Pius Njawé (4 March 1957 – 12 July 2010) was a Cameroonian journalist and director of Le Messager as well as Le Messager Populi. Arrested over 100 times for his reporting, Njawé won several awards for his work, including the 1991 CPJ International Press Freedom Award and the 1993 Golden Pen of Freedom. In 2000, he was named one of International Press Institute's fifty World Press Freedom Heroes of the previous fifty years. In Njawé's obituary, the New York Times described him as "a symbol of opposition to the autocratic regime of Paul Biya".

== Life ==
Njawé was born in Babouantou, Cameroon, on 4 March 1957. As a child, he sold newspapers in the street before going on to work for the state-owned newspapers La Gazette and the daily Douala Express. In 1979, at the age of 22, he founded the nation's first independent newspaper, Le Messager.

> [Photo-based referring expression data]:

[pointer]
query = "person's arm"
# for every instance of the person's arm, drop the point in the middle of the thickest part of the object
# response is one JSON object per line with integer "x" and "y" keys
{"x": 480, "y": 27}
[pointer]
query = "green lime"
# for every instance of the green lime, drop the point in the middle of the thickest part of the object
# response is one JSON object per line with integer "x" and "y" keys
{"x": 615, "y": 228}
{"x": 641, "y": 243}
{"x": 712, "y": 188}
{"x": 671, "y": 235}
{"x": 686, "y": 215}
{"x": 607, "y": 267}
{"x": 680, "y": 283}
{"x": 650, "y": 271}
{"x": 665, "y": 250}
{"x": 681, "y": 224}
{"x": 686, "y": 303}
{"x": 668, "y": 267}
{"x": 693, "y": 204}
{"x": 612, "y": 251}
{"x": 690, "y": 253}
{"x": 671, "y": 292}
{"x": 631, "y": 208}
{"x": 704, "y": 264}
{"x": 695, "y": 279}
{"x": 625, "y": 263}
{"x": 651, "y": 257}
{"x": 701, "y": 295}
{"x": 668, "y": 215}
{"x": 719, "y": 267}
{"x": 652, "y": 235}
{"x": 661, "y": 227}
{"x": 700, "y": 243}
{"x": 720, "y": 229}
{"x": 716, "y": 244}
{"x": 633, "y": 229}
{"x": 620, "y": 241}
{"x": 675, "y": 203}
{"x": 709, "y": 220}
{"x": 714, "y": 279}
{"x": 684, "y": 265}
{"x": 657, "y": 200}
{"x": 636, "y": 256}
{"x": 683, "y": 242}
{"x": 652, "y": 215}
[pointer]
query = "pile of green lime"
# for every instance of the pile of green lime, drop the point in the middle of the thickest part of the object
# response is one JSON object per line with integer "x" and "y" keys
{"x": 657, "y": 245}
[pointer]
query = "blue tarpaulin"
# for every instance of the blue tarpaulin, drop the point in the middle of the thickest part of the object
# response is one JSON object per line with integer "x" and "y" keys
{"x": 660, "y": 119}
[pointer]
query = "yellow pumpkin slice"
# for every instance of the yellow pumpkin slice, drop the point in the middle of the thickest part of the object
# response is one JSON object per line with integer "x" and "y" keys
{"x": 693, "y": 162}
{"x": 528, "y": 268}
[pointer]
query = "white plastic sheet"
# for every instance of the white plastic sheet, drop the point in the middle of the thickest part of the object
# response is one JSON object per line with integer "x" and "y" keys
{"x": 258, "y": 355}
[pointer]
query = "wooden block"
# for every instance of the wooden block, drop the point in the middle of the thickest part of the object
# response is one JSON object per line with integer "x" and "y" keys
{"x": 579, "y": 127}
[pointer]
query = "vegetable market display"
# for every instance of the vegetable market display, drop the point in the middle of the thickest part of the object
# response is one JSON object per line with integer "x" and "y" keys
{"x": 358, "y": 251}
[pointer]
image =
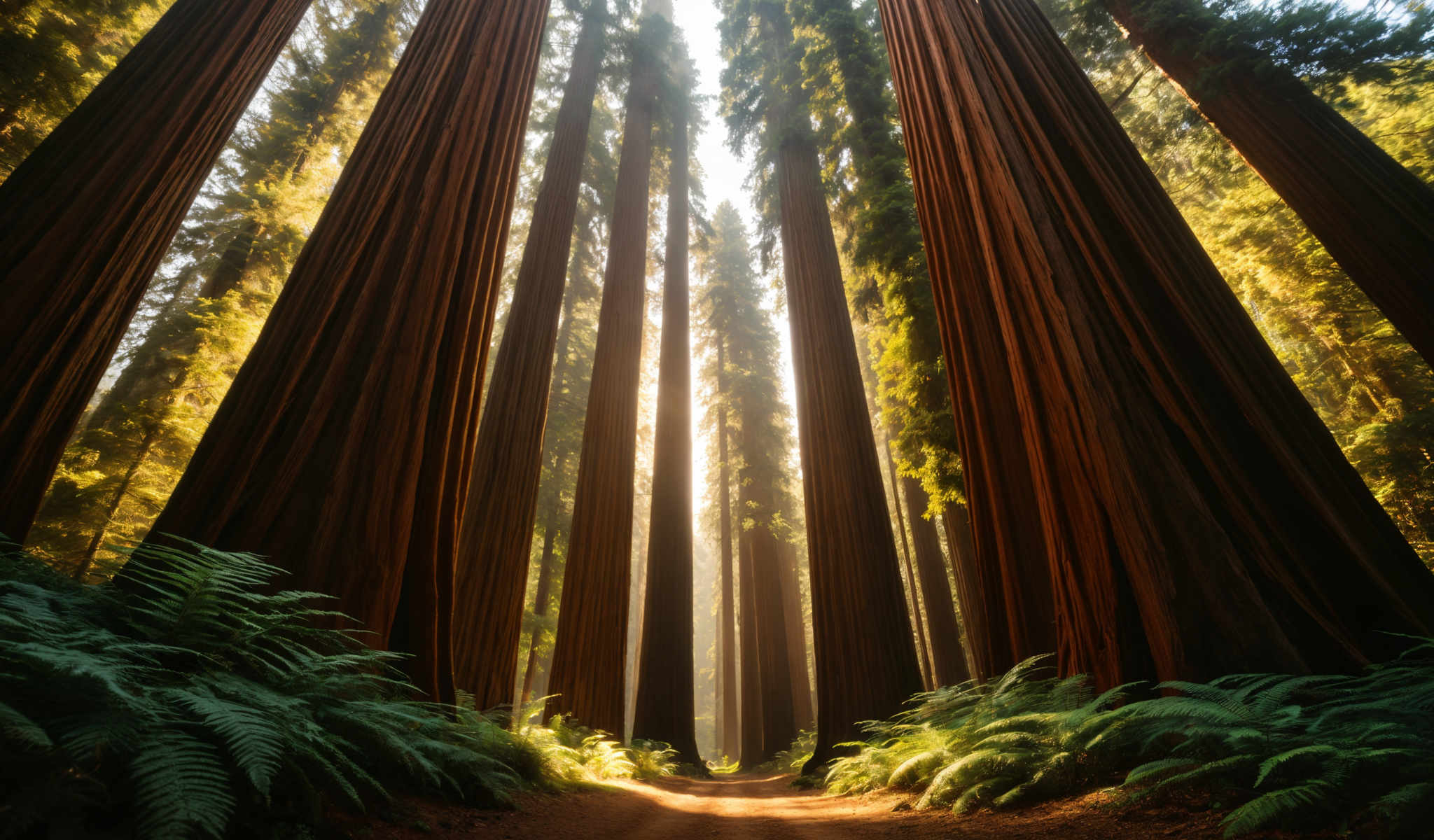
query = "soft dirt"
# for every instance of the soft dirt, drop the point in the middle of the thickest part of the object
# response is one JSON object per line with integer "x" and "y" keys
{"x": 767, "y": 807}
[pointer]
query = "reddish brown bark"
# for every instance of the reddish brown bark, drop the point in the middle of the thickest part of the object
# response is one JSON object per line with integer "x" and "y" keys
{"x": 1372, "y": 216}
{"x": 1199, "y": 518}
{"x": 802, "y": 708}
{"x": 917, "y": 620}
{"x": 729, "y": 732}
{"x": 948, "y": 662}
{"x": 865, "y": 658}
{"x": 88, "y": 216}
{"x": 749, "y": 740}
{"x": 666, "y": 682}
{"x": 502, "y": 502}
{"x": 588, "y": 660}
{"x": 955, "y": 521}
{"x": 344, "y": 444}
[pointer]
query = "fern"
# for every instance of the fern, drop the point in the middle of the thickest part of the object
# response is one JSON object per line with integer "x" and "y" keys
{"x": 1295, "y": 750}
{"x": 198, "y": 703}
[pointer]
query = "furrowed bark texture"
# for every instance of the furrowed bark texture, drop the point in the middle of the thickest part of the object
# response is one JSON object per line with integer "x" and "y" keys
{"x": 344, "y": 446}
{"x": 1372, "y": 216}
{"x": 802, "y": 710}
{"x": 1199, "y": 517}
{"x": 948, "y": 662}
{"x": 729, "y": 738}
{"x": 88, "y": 216}
{"x": 955, "y": 521}
{"x": 666, "y": 682}
{"x": 773, "y": 671}
{"x": 865, "y": 658}
{"x": 502, "y": 500}
{"x": 588, "y": 658}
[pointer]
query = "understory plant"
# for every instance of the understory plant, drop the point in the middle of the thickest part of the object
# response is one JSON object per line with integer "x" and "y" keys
{"x": 1294, "y": 752}
{"x": 573, "y": 753}
{"x": 198, "y": 701}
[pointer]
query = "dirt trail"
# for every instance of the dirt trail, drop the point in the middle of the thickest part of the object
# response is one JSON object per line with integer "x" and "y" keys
{"x": 767, "y": 807}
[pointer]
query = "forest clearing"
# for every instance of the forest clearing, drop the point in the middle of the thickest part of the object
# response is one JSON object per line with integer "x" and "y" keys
{"x": 716, "y": 417}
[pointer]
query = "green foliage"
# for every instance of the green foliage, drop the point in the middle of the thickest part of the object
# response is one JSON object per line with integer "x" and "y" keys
{"x": 570, "y": 753}
{"x": 795, "y": 757}
{"x": 198, "y": 703}
{"x": 1297, "y": 752}
{"x": 52, "y": 53}
{"x": 218, "y": 283}
{"x": 1365, "y": 382}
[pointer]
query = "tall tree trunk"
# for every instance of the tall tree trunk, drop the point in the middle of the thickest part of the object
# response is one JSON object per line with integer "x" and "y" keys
{"x": 502, "y": 502}
{"x": 1372, "y": 216}
{"x": 666, "y": 682}
{"x": 88, "y": 216}
{"x": 865, "y": 658}
{"x": 146, "y": 444}
{"x": 918, "y": 621}
{"x": 955, "y": 521}
{"x": 729, "y": 737}
{"x": 948, "y": 662}
{"x": 540, "y": 603}
{"x": 749, "y": 747}
{"x": 1199, "y": 517}
{"x": 588, "y": 658}
{"x": 344, "y": 444}
{"x": 802, "y": 710}
{"x": 758, "y": 499}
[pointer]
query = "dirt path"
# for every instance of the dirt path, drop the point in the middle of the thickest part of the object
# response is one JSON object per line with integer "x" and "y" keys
{"x": 767, "y": 807}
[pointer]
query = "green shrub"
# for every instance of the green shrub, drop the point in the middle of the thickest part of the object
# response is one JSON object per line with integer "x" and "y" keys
{"x": 1298, "y": 752}
{"x": 202, "y": 701}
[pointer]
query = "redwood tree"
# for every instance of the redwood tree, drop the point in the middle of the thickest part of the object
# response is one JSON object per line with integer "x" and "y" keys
{"x": 88, "y": 216}
{"x": 1004, "y": 624}
{"x": 588, "y": 660}
{"x": 728, "y": 608}
{"x": 344, "y": 444}
{"x": 1372, "y": 216}
{"x": 502, "y": 500}
{"x": 865, "y": 658}
{"x": 666, "y": 699}
{"x": 948, "y": 662}
{"x": 1199, "y": 518}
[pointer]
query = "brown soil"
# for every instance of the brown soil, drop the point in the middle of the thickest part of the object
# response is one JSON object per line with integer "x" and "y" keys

> [List of tasks]:
A - Render this sentence from the passage on Pius Njawé in Spanish: "Njawé was born in Babouantou, Cameroon, on 4 March 1957."
B - From the passage on Pius Njawé, transcribe the portion starting at "Pius Njawé (4" and ending at "newspaper, Le Messager.".
The lines come from a separate source that is unrelated to the passage on Pius Njawé.

> [Answers by task]:
A - Njawé nació en Babouantou, Camerún, el 4 de marzo de 1957.

B -
Pius Njawé (4 March 1957 – 12 July 2010) was a Cameroonian journalist and director of Le Messager as well as Le Messager Populi. Arrested over 100 times for his reporting, Njawé won several awards for his work, including the 1991 CPJ International Press Freedom Award and the 1993 Golden Pen of Freedom. In 2000, he was named one of International Press Institute's fifty World Press Freedom Heroes of the previous fifty years. In Njawé's obituary, the New York Times described him as "a symbol of opposition to the autocratic regime of Paul Biya".

== Life ==
Njawé was born in Babouantou, Cameroon, on 4 March 1957. As a child, he sold newspapers in the street before going on to work for the state-owned newspapers La Gazette and the daily Douala Express. In 1979, at the age of 22, he founded the nation's first independent newspaper, Le Messager.